[Data records]
****************
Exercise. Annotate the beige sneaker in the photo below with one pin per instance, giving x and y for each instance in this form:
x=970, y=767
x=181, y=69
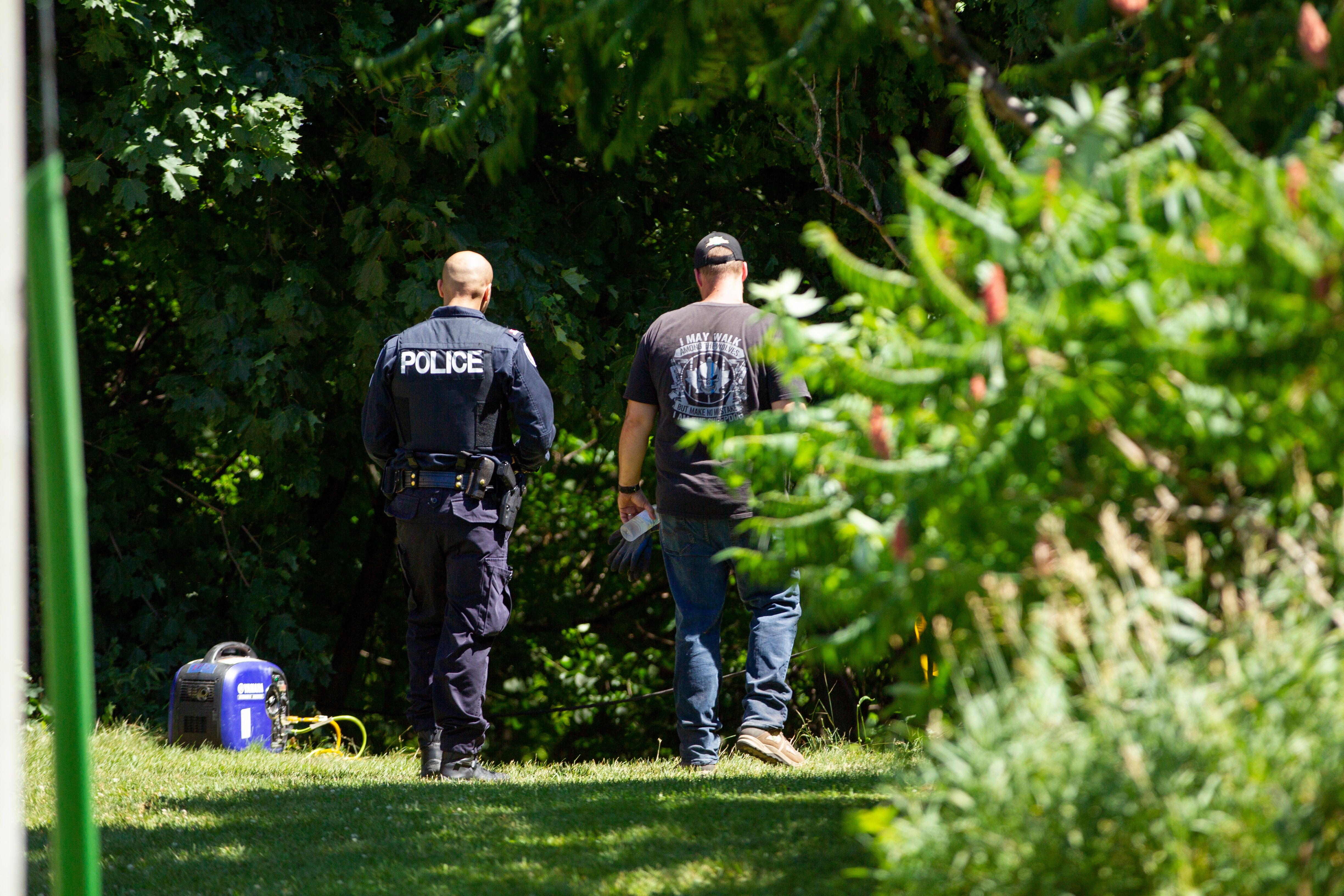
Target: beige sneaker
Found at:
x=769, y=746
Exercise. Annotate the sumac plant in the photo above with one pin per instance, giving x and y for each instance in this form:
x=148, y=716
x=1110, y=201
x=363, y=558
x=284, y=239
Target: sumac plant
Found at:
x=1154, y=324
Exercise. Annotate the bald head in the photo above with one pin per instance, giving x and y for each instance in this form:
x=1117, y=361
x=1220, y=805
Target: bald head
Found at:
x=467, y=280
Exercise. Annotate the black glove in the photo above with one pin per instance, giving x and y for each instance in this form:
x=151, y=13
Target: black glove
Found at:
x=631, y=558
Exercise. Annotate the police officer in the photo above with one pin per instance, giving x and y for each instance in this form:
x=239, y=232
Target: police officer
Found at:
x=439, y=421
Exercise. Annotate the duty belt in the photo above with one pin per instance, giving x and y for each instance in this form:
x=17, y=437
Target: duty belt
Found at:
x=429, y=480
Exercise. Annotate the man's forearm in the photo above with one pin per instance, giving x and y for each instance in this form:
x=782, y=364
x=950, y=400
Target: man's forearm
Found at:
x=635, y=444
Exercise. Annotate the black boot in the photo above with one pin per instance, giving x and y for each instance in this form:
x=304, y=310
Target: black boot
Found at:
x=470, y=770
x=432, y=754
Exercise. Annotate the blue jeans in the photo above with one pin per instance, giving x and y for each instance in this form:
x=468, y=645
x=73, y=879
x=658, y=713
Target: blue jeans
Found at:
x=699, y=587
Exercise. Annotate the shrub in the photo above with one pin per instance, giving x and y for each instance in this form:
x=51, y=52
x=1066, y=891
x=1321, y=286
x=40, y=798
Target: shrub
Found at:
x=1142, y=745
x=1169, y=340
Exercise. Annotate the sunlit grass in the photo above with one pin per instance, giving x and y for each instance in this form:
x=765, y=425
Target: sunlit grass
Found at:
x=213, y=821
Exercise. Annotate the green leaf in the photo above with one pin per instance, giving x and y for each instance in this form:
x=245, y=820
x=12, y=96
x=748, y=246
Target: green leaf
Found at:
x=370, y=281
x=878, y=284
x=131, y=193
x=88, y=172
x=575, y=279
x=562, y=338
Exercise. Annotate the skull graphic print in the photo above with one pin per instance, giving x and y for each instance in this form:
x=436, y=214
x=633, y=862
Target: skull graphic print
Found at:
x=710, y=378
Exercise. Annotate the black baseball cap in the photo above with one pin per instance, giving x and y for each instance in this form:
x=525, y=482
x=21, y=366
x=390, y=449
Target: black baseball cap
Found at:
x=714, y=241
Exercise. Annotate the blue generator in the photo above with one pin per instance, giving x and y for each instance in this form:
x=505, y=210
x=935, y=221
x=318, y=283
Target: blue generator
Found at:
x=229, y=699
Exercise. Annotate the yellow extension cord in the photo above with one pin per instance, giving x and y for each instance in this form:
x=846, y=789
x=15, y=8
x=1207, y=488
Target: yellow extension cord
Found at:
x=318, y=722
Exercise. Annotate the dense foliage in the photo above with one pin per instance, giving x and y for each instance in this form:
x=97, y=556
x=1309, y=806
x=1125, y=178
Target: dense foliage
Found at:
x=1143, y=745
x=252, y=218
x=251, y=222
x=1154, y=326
****************
**Job:** Express the lines above as a JSON list of strings, one string per line, skipping blank lines. Leave the pictures out of the answer.

**Exercise answer:**
[
  "Exercise. Annotate the beige sneaker in the photo below with one pin per instance, giving x and y for each instance in this form:",
  "x=970, y=767",
  "x=181, y=69",
  "Target: beige sneaker",
  "Found at:",
  "x=769, y=746",
  "Exercise. Annotate the sumac plant in the photo above with one pin per instance, giving x and y for each instance in this form:",
  "x=148, y=716",
  "x=1110, y=201",
  "x=363, y=558",
  "x=284, y=239",
  "Target: sumac plant",
  "Found at:",
  "x=1154, y=324",
  "Exercise. Annotate the bald head in the photo above with one pin per instance, giving x and y for each instance in this form:",
  "x=1117, y=361",
  "x=1220, y=805",
  "Target: bald head",
  "Found at:",
  "x=467, y=280",
  "Exercise. Annotate the black glove in the photo above with one pin per instance, giving x and y for each instance in this form:",
  "x=151, y=13",
  "Target: black glove",
  "Found at:",
  "x=631, y=558",
  "Exercise. Annotate the police officer in the photo above with one pin per instance, giving x and y for each instance in this form:",
  "x=239, y=232",
  "Target: police officer",
  "Found at:",
  "x=439, y=421",
  "Exercise. Annotate the duty belt in the photo above with one pin per instance, giving x and y for each instance in this form:",
  "x=17, y=437",
  "Target: duty belt",
  "Found at:",
  "x=429, y=480",
  "Exercise. Annotate the man's forearm in the photo above with one pin per instance, giving x and y for each instance in this form:",
  "x=782, y=364",
  "x=950, y=400",
  "Target: man's forearm",
  "Found at:",
  "x=635, y=444",
  "Exercise. Annotate the black boot in the photo above with one pin per instance, giving x and y for each instance in this form:",
  "x=304, y=310",
  "Target: black boot",
  "Found at:",
  "x=470, y=770",
  "x=432, y=754",
  "Exercise. Annotate the blue jeans in the photo above with one pin per instance, giving x and y for each instance in this form:",
  "x=468, y=645",
  "x=73, y=879",
  "x=658, y=713",
  "Target: blue jeans",
  "Found at:",
  "x=699, y=587",
  "Exercise. Annotate the shrub in the photo above with one pin per instance, giving x and y for each instance in this form:",
  "x=51, y=52",
  "x=1066, y=891",
  "x=1321, y=286",
  "x=40, y=798",
  "Target: shrub",
  "Found at:",
  "x=1142, y=745",
  "x=1169, y=340",
  "Exercise. Annotate the sunlit grass in the photo above with one pin per instance, giving x and y for each instance in this form:",
  "x=765, y=425",
  "Target: sunlit grass",
  "Found at:",
  "x=213, y=821",
  "Exercise. Annotate the green leaf in the photo above with one pin per instance, giving x and y for each instance in this form:",
  "x=245, y=820",
  "x=12, y=96",
  "x=748, y=246",
  "Target: green leaf",
  "Found at:",
  "x=370, y=281",
  "x=878, y=284",
  "x=131, y=193",
  "x=88, y=172",
  "x=575, y=279",
  "x=562, y=338",
  "Exercise. Annotate the skull graphic print in the photo above with one pin per instance, giving x and y for each instance in this form:",
  "x=436, y=214",
  "x=633, y=862",
  "Target: skull graphic print",
  "Found at:",
  "x=710, y=378",
  "Exercise. Annotate the black baseball cap in the photo above with one pin per instance, giving x and y for each instance in this form:",
  "x=525, y=482",
  "x=21, y=366",
  "x=390, y=449",
  "Target: black baseball cap",
  "Found at:",
  "x=714, y=241",
  "Exercise. Annotate the blue generator in the photo above with one pin per instance, giving x and y for each instance in this form:",
  "x=505, y=210",
  "x=935, y=221",
  "x=318, y=283",
  "Target: blue generator",
  "Found at:",
  "x=229, y=699",
  "Exercise. Annotate the yellow extension cord in the photo above with one pin per instance, giving x and y for each instance in this form:",
  "x=846, y=789",
  "x=15, y=8",
  "x=1207, y=488",
  "Target: yellow extension cord",
  "Found at:",
  "x=318, y=722",
  "Exercise. Annotate the dense foliage in the photo above with one pin per instance, giving x and y for each instance in this form:",
  "x=97, y=556",
  "x=1309, y=806",
  "x=1125, y=178",
  "Target: dense foliage",
  "Found at:",
  "x=1143, y=745",
  "x=252, y=218",
  "x=251, y=222",
  "x=1154, y=326"
]